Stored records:

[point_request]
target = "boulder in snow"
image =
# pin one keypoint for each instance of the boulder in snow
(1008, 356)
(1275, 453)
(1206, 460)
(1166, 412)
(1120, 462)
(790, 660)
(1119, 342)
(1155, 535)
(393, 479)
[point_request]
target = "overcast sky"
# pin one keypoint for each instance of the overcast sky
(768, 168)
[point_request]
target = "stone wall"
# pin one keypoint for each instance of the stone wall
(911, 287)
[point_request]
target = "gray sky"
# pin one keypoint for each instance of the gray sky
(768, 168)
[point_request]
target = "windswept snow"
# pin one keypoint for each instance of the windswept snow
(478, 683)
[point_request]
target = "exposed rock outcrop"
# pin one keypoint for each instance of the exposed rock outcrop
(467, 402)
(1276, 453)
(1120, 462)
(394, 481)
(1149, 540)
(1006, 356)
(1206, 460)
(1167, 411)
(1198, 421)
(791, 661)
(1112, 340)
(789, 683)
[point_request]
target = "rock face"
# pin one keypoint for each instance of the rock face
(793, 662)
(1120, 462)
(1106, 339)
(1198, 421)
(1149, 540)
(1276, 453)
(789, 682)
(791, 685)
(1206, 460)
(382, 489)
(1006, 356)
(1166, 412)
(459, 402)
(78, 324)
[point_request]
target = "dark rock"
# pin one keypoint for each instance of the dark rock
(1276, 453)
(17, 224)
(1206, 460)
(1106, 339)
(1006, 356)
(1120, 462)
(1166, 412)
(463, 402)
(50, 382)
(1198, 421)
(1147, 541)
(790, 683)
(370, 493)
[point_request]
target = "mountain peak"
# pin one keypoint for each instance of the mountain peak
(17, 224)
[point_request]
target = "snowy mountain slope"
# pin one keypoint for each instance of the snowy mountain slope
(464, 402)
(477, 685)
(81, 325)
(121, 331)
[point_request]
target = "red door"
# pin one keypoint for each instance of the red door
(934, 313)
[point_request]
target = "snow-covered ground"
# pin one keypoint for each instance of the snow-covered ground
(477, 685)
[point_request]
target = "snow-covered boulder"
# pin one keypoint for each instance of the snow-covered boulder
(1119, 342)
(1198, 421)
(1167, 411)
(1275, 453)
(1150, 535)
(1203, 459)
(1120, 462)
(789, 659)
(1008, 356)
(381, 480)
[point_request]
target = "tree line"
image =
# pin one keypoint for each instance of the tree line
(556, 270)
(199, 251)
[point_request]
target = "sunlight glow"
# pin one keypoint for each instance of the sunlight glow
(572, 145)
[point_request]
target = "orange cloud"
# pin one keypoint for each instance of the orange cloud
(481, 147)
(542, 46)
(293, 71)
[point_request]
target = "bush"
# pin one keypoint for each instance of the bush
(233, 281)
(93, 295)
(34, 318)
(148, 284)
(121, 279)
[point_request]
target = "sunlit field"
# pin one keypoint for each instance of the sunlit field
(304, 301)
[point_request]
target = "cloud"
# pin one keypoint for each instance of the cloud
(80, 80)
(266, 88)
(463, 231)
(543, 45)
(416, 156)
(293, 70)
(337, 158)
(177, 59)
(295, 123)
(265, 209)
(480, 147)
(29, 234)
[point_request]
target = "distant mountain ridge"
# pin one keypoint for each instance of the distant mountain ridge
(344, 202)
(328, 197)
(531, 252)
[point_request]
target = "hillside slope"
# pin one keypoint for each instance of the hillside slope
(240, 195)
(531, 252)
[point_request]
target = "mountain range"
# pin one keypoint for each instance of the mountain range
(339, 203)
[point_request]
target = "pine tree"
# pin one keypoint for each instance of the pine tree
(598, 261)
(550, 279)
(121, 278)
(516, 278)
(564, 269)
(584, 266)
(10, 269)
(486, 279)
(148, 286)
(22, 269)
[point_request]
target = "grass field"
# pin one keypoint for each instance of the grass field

▶ _What you are asked to do_
Type out the entries again, word for word.

▶ _Expected answer_
[point_request]
target = "boulder in snow"
image =
# pin one keypoint for each instance of the boulder in snow
(1008, 356)
(1275, 453)
(1206, 460)
(1166, 412)
(1120, 462)
(790, 660)
(1119, 342)
(1155, 535)
(393, 479)
[point_request]
target = "overcast sky"
# pin one keypoint for each instance of the overcast sky
(768, 168)
[point_request]
target = "stone wall"
# pin one keypoint for each instance of the stone wall
(911, 287)
[point_request]
target = "gray sky"
# pin one keypoint for each instance of the gray sky
(768, 168)
[point_request]
target = "windswept snow"
# pin one keypoint for each instance of the windswept snow
(478, 683)
[point_request]
target = "exposed rock outcrop"
# pin one keypoint for each instance of the exposed rock outcrop
(467, 402)
(1276, 453)
(1120, 462)
(394, 481)
(1149, 540)
(1006, 356)
(1206, 460)
(1167, 411)
(1198, 421)
(791, 661)
(1112, 340)
(789, 683)
[point_request]
target = "rock face"
# pin one keypoint for each instance of the rock face
(793, 662)
(1120, 462)
(1106, 339)
(1198, 421)
(1149, 540)
(1276, 453)
(789, 682)
(791, 685)
(1206, 460)
(382, 489)
(1006, 356)
(1166, 412)
(459, 402)
(78, 324)
[point_request]
target = "dark rock"
# pin one keypoint for each instance of the dark rock
(1276, 453)
(17, 224)
(1206, 460)
(1106, 339)
(1006, 356)
(1120, 462)
(1166, 412)
(463, 402)
(50, 382)
(1198, 421)
(1147, 541)
(790, 683)
(370, 493)
[point_request]
target = "mountain peak"
# pin one keypoint for each instance of the mountain peak
(17, 224)
[point_request]
target = "snowy mountain slope"
# pin one keypoint for each instance of the snowy mountain slope
(464, 402)
(477, 685)
(81, 325)
(121, 331)
[point_request]
target = "red door"
# pin one keypoint for each instance of the red door
(934, 313)
[point_request]
target = "snow-covered ground"
# pin one keypoint for each instance of the snow-covered ground
(477, 685)
[point_request]
target = "snow-covered boulder"
# pin one keypoint for each instance of the snow-covered boulder
(1119, 342)
(1198, 421)
(1167, 411)
(1275, 453)
(1150, 535)
(1203, 459)
(1120, 462)
(789, 659)
(1008, 356)
(381, 480)
[point_request]
target = "tree line"
image =
# pin one keypoint for each instance of the tree line
(556, 270)
(199, 251)
[point_request]
target = "sunlight glow"
# pin one keypoint for each instance of the sunlight glow
(572, 145)
[point_request]
target = "orange cloud"
# pin one keypoint for each instance of the orange cloud
(481, 147)
(542, 46)
(293, 71)
[point_request]
target = "bush"
# pin one keypoint for each instance of the bush
(233, 281)
(93, 295)
(34, 318)
(148, 284)
(121, 279)
[point_request]
target = "sunlit field"
# pin one keypoint for each instance of the sunlit field
(304, 301)
[point_request]
target = "cloud"
# pin one keypoint for each instance of the cloud
(80, 80)
(266, 88)
(463, 231)
(543, 45)
(416, 156)
(293, 70)
(337, 158)
(177, 59)
(295, 123)
(265, 209)
(480, 147)
(29, 234)
[point_request]
target = "distant mountain ridge"
# pin one keypoint for each instance of the distant mountain ridge
(344, 202)
(328, 197)
(531, 252)
[point_request]
target = "hillside slope"
# pin one keypoint for each instance of the hillside slope
(240, 195)
(531, 252)
[point_request]
target = "mountain range"
# pin one keypoint for each instance of the mountain range
(339, 203)
[point_request]
target = "pine tree"
# pin one keypoint for each instance of the pine tree
(598, 261)
(550, 279)
(121, 278)
(516, 278)
(564, 269)
(584, 266)
(10, 269)
(486, 279)
(148, 286)
(22, 269)
[point_request]
target = "grass field"
# pin one keypoint for each instance of the grass field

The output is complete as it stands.